■ Your instructions
Only the lines from the one containing "Please place a point on the firefighter" to the end of the records belong in the output; print them exactly.

■ The records
|---|

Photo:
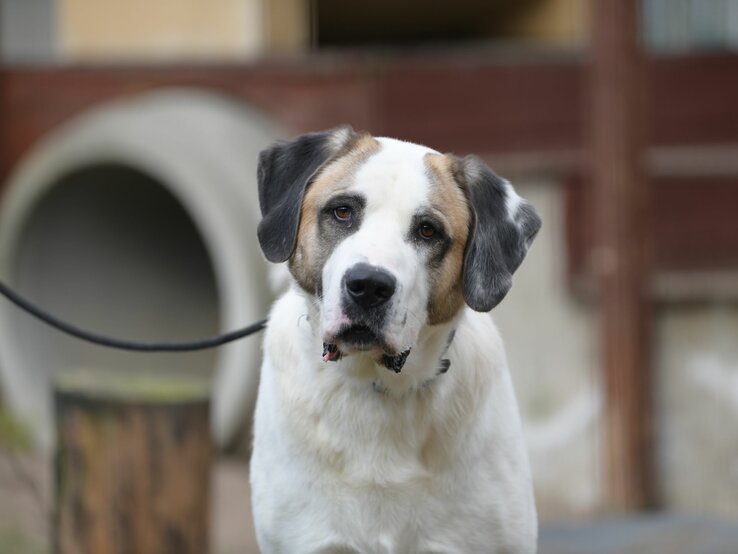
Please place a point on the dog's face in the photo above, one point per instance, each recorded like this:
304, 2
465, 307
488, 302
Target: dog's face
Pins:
388, 236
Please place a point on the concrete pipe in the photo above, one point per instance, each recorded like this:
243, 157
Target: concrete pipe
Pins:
138, 220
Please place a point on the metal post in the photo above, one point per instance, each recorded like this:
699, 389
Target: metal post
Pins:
621, 200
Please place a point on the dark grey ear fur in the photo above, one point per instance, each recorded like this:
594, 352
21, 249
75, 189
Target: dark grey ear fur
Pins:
285, 171
498, 241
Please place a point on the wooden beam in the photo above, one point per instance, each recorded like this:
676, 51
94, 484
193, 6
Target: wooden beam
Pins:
621, 202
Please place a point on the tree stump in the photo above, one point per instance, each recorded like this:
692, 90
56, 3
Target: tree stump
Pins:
132, 464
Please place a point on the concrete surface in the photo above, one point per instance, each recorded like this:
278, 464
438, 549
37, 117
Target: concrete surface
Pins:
25, 494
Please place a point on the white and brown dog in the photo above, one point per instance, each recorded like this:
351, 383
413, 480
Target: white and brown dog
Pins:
386, 420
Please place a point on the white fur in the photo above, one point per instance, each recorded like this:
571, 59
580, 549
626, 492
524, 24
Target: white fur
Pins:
432, 464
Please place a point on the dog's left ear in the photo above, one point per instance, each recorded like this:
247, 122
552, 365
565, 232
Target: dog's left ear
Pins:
503, 226
285, 171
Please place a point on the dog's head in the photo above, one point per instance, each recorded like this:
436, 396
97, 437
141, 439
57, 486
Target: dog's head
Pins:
389, 236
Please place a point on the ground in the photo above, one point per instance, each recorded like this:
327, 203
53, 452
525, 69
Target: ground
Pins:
25, 498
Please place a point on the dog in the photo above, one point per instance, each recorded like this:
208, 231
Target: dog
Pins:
386, 420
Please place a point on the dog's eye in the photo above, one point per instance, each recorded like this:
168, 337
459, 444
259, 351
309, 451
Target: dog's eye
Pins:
342, 213
426, 231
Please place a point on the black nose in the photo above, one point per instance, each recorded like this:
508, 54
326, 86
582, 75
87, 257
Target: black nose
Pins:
369, 286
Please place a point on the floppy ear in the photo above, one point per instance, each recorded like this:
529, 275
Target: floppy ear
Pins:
503, 226
285, 171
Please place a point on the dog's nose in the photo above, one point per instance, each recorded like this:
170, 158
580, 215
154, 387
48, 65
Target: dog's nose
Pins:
369, 286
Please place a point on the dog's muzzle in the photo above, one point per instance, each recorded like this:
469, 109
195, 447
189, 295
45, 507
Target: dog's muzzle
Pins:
369, 287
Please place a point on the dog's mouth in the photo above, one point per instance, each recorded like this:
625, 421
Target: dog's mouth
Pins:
362, 338
359, 337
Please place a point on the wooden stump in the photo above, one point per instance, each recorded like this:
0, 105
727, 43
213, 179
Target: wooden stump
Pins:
132, 464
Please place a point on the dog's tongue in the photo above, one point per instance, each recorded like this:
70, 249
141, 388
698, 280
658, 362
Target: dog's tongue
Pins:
331, 352
395, 363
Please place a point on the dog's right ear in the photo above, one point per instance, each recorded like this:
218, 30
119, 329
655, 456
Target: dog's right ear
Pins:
285, 171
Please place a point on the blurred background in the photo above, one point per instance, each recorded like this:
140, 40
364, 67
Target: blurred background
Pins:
128, 139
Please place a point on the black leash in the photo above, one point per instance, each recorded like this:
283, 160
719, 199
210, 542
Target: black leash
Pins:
167, 346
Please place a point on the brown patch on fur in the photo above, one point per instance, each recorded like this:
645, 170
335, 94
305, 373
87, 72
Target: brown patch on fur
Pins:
447, 295
306, 263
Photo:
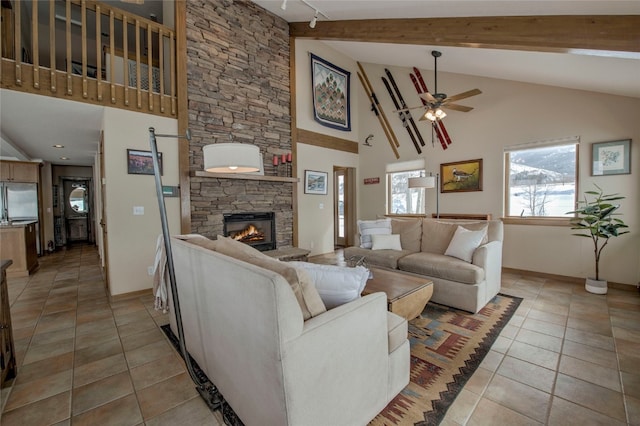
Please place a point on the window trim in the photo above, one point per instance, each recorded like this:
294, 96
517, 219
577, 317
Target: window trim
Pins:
539, 220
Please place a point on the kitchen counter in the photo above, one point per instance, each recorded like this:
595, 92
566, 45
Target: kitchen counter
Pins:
18, 243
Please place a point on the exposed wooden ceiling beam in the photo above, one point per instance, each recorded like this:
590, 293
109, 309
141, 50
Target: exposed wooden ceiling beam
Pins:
602, 33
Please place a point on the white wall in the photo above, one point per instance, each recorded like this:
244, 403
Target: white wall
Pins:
508, 113
131, 238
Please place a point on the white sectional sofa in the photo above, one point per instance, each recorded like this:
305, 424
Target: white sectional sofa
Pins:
424, 245
245, 326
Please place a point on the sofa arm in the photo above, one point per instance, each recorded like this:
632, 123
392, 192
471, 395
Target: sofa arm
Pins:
340, 357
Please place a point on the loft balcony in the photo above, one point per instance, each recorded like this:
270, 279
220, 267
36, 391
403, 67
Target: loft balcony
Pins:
89, 51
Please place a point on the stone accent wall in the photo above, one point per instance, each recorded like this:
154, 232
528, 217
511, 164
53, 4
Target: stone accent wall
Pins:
238, 88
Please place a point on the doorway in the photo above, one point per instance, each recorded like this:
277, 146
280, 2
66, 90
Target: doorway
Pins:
344, 206
76, 205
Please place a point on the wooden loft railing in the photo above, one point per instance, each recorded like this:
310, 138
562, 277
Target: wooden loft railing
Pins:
87, 51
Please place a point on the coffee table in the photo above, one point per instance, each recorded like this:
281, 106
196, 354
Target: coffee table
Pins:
407, 295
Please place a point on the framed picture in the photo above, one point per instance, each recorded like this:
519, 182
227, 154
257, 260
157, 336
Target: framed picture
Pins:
611, 158
330, 86
461, 176
315, 182
141, 162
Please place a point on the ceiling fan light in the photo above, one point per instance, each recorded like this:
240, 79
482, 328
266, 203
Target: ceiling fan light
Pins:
430, 115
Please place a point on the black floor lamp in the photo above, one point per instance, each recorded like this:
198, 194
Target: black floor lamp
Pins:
222, 158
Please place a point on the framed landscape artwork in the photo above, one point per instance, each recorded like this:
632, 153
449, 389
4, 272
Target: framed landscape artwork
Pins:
611, 158
461, 176
330, 94
315, 182
141, 162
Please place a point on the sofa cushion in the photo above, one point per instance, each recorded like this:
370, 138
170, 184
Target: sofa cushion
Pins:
397, 331
465, 242
386, 242
336, 285
381, 258
410, 231
366, 228
310, 302
437, 234
441, 266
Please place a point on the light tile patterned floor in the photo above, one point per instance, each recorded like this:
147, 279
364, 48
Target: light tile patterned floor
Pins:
566, 357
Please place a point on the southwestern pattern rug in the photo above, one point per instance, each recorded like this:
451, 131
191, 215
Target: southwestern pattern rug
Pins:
447, 346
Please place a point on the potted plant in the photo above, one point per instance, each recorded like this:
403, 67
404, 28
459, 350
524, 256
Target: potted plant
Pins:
595, 218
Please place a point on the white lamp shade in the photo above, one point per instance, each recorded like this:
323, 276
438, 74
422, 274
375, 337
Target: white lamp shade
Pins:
423, 182
232, 158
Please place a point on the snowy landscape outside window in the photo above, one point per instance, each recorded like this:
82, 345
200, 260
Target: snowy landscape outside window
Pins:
542, 180
402, 199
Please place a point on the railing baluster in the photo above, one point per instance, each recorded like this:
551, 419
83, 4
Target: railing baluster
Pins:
150, 66
138, 73
98, 52
34, 44
52, 45
112, 52
161, 66
17, 36
69, 64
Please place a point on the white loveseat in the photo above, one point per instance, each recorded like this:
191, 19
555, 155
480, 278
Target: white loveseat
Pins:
466, 285
245, 329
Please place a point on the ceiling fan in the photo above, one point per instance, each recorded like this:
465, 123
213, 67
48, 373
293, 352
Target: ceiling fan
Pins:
434, 102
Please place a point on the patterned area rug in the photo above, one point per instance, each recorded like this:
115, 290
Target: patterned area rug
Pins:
447, 346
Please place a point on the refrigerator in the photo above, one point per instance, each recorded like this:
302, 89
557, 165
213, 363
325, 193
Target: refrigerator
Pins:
18, 202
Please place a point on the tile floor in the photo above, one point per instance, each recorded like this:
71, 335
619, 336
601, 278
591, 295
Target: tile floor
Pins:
566, 357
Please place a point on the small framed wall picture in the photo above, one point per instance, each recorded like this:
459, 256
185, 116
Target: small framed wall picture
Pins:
611, 158
315, 182
141, 162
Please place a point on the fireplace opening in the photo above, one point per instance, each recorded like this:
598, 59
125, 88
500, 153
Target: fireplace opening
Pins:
255, 229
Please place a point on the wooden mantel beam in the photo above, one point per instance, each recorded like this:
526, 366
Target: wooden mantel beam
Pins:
601, 33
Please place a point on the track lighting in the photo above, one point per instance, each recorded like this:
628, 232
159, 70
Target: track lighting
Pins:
313, 22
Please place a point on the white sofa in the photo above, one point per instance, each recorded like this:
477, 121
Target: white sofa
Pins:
245, 329
424, 241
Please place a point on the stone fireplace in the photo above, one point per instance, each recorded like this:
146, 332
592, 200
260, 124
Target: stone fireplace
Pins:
257, 229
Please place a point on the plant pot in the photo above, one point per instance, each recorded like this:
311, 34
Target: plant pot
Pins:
596, 286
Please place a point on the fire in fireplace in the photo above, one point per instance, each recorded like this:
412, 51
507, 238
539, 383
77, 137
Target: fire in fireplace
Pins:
255, 229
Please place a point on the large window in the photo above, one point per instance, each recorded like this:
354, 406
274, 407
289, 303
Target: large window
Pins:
400, 198
541, 179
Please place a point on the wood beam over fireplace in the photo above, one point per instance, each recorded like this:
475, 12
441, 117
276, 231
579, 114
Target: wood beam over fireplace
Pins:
562, 34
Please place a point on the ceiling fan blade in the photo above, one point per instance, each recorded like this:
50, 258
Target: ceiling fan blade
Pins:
463, 95
457, 107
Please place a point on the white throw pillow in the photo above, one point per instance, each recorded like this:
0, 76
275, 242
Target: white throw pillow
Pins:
464, 243
382, 242
336, 284
367, 228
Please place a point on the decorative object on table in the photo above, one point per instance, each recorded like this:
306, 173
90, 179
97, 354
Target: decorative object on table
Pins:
218, 158
447, 346
428, 182
330, 87
461, 176
595, 218
611, 158
141, 162
315, 182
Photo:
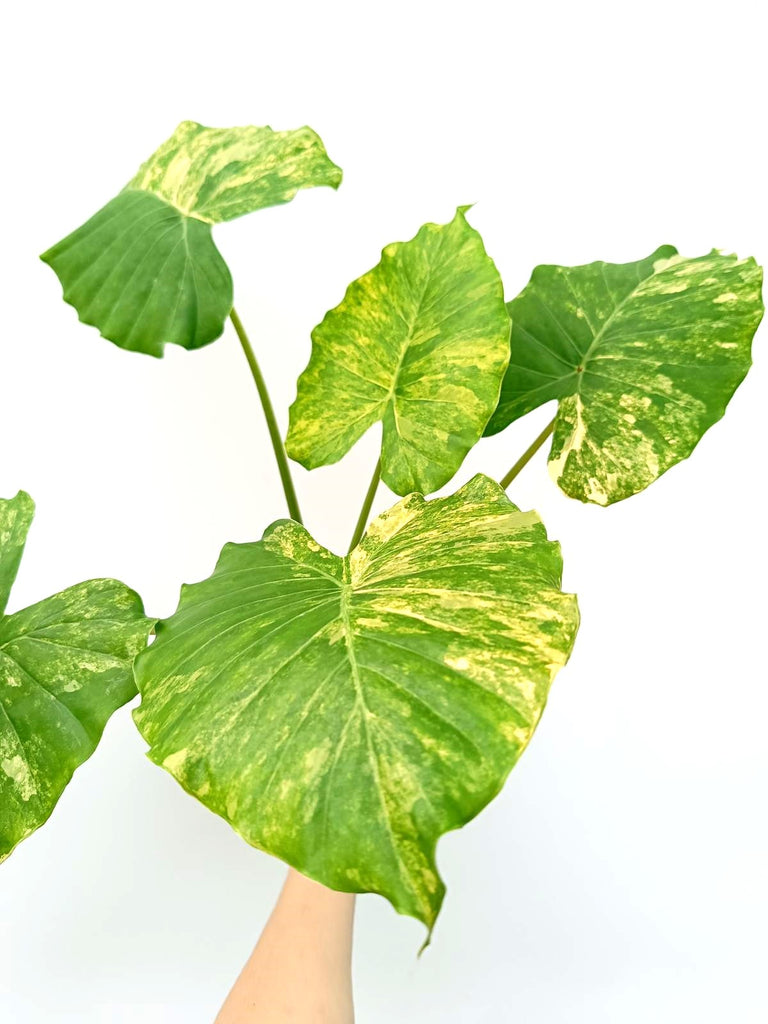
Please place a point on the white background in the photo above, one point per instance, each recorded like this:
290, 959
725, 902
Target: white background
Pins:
621, 878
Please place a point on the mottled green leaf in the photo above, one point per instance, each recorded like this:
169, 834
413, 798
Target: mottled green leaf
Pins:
420, 342
144, 269
344, 713
643, 357
65, 668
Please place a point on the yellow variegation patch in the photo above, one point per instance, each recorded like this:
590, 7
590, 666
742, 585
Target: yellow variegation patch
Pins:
344, 713
421, 343
643, 357
65, 668
144, 268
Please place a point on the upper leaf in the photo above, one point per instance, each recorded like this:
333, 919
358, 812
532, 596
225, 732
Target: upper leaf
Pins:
218, 174
65, 668
420, 342
344, 713
642, 356
15, 518
144, 268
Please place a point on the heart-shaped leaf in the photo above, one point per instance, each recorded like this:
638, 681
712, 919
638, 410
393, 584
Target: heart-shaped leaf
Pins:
420, 342
144, 269
643, 357
65, 668
344, 713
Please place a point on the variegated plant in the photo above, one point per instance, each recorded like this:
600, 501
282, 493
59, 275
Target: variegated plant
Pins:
344, 712
65, 669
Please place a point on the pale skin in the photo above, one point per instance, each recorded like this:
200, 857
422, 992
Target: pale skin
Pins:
300, 971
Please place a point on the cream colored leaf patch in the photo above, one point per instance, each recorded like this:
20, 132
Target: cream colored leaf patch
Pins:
421, 343
642, 357
144, 269
344, 713
65, 668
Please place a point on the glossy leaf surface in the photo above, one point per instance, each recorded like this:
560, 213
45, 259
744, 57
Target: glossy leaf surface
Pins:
642, 357
144, 269
421, 342
344, 713
65, 668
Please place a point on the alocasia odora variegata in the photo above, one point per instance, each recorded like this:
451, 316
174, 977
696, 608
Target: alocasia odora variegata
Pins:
344, 712
65, 669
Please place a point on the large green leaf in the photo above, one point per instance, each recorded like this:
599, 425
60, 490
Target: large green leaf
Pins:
643, 357
344, 713
144, 269
65, 668
420, 342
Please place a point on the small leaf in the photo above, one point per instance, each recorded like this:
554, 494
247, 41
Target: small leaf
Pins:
65, 668
420, 342
643, 358
342, 714
144, 269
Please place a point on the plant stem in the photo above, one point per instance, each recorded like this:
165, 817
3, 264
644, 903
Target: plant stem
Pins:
527, 455
271, 422
366, 510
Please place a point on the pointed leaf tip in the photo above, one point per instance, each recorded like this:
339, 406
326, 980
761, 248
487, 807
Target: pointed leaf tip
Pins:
343, 714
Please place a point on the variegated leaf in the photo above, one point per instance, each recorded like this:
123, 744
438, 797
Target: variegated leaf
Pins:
144, 268
65, 668
344, 713
421, 342
643, 357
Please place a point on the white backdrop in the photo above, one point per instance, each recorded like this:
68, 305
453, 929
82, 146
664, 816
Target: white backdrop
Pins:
622, 875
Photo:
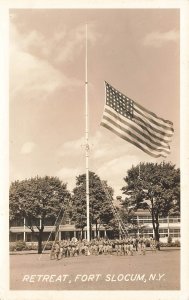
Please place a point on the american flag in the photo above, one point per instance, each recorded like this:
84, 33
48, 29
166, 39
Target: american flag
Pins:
136, 124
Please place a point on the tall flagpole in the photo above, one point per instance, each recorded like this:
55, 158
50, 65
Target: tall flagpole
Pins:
87, 139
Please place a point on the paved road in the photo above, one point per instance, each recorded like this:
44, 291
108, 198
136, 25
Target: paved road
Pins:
153, 271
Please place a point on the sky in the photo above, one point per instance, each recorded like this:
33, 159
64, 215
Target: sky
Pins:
135, 50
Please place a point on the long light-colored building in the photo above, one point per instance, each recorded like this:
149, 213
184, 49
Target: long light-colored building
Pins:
142, 226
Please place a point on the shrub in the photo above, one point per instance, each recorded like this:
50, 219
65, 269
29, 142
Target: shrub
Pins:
177, 243
12, 246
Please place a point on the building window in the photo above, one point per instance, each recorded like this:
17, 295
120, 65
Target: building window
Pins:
163, 232
174, 232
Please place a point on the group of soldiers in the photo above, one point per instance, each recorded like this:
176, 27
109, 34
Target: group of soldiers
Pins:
99, 246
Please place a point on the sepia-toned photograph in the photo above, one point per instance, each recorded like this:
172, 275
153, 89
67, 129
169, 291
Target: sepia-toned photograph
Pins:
94, 149
95, 152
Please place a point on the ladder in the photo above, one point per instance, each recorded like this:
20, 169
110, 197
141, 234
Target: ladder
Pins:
58, 221
122, 227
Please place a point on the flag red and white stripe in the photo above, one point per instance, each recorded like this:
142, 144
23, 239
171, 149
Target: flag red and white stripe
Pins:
136, 124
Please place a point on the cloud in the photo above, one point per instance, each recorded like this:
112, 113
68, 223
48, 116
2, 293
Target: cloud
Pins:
32, 76
157, 39
68, 175
27, 147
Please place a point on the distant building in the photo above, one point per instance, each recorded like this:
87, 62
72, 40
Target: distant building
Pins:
141, 226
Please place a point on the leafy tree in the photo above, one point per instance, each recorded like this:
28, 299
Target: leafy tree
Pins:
99, 205
155, 187
37, 200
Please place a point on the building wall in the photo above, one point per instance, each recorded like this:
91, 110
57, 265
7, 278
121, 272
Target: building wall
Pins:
169, 226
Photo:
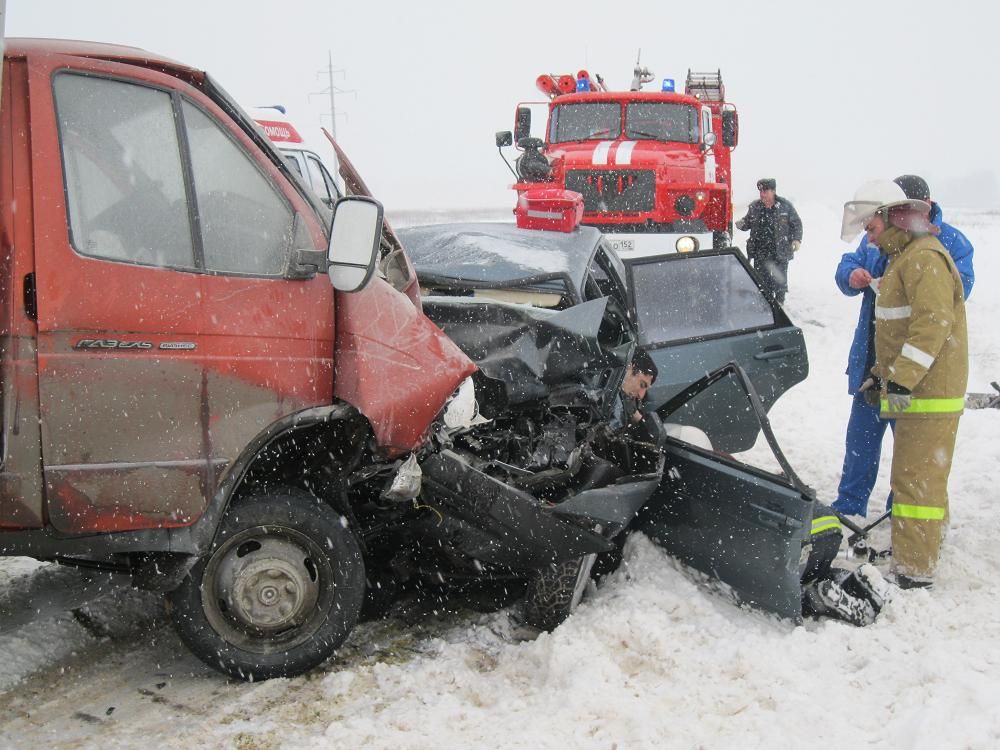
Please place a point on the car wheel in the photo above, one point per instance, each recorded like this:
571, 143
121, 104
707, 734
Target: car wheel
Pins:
555, 592
279, 591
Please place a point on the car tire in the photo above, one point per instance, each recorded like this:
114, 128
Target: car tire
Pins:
278, 592
554, 593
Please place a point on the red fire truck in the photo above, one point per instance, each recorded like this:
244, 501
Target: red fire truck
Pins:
652, 169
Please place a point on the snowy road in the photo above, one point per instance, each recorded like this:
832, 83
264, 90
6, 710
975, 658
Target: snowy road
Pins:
650, 659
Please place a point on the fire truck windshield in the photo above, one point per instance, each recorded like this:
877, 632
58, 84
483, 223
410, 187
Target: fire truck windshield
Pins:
661, 121
584, 122
658, 121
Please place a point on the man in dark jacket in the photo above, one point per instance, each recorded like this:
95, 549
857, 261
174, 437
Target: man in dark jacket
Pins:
775, 235
858, 273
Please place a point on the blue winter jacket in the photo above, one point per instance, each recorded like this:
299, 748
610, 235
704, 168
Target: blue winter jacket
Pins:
867, 256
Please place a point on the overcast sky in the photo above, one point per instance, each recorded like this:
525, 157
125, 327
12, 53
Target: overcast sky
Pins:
830, 94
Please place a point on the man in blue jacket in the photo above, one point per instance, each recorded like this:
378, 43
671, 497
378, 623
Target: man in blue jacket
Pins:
859, 273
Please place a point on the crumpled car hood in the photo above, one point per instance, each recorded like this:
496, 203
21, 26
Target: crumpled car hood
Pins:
530, 350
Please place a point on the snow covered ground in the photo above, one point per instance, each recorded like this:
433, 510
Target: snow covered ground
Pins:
650, 660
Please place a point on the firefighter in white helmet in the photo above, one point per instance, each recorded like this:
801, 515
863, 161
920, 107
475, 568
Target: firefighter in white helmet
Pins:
921, 367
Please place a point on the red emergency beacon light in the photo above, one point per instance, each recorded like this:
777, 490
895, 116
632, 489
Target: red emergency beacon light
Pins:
554, 209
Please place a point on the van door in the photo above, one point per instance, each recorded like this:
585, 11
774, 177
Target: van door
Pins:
21, 496
696, 312
167, 336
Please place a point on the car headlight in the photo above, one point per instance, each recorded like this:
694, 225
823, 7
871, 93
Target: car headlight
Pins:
462, 409
686, 244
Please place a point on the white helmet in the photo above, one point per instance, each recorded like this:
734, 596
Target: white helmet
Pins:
871, 198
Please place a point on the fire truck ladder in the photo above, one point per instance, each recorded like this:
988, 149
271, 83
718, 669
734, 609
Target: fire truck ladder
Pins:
706, 86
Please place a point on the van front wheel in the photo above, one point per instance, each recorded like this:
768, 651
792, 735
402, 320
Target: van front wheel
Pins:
278, 592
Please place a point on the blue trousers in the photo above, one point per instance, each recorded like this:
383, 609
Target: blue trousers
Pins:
865, 430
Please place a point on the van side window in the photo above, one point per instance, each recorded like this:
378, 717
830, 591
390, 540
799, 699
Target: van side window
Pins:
122, 166
246, 225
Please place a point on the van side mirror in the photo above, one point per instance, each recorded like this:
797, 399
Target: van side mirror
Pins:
355, 240
522, 124
730, 128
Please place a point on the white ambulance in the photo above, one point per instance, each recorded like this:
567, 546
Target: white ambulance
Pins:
299, 154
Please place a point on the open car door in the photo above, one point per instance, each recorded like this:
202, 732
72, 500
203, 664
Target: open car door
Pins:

|---|

■ Exercise result
Please place a point on the firefighter in white helmet in the photo above, one point per instance, each recorded like this:
801, 515
863, 161
920, 107
475, 568
Target: firefighter in white helmet
Pins:
921, 367
Please place a point on the red emergency beacon light in the photo above, one point per instance, each recorded like this:
777, 490
895, 116
632, 489
Target: red emergency beacon light
Pins:
554, 209
Please place a point on the van door in the photo above, one point per instance, each recorded like this:
585, 11
774, 177
Target: van door
Pins:
21, 496
696, 312
167, 336
Please place a point on the car headlight in the photo above, one point per instance, each recorded like this:
694, 225
823, 7
871, 93
Target: car headlight
Pins:
462, 409
686, 244
Please place a point on the white helmet in the photo above, one point per instance, each recorded like this:
734, 596
Target: white helmet
Pins:
871, 198
Please place a point on the fire truck ladder in the photo above, one point per instance, each recorded like this:
988, 149
271, 83
718, 669
734, 609
Target: fire truck ladder
Pins:
706, 86
Please place a point on the van front wheel in the photo above, one point per instance, each recorded like this:
768, 651
792, 735
402, 320
Target: van front wheel
Pins:
278, 592
Please place a point on the blue trousers in the photo above, one point per instance, each recorded like this:
383, 609
Target: blue trousers
Pins:
865, 430
Please place a point on the van side window in the photo above, one point per instance, each recorded like this:
378, 717
830, 591
390, 540
799, 699
Target: van side window
Pins:
122, 166
246, 225
Please place a point on the van side mirror in the photo above, one point per instance, each recorded like this:
797, 399
Target: van side mirror
Pins:
355, 240
522, 124
730, 128
Please place a point on the white ambulance in the photo above, one point per instance, each recorded like this:
567, 546
Target: white ambulance
Pins:
299, 154
Please place a point on the open car door in the photo above, one point per instance, each recorded like this:
202, 732
72, 500
203, 664
Target: open car door
Pins:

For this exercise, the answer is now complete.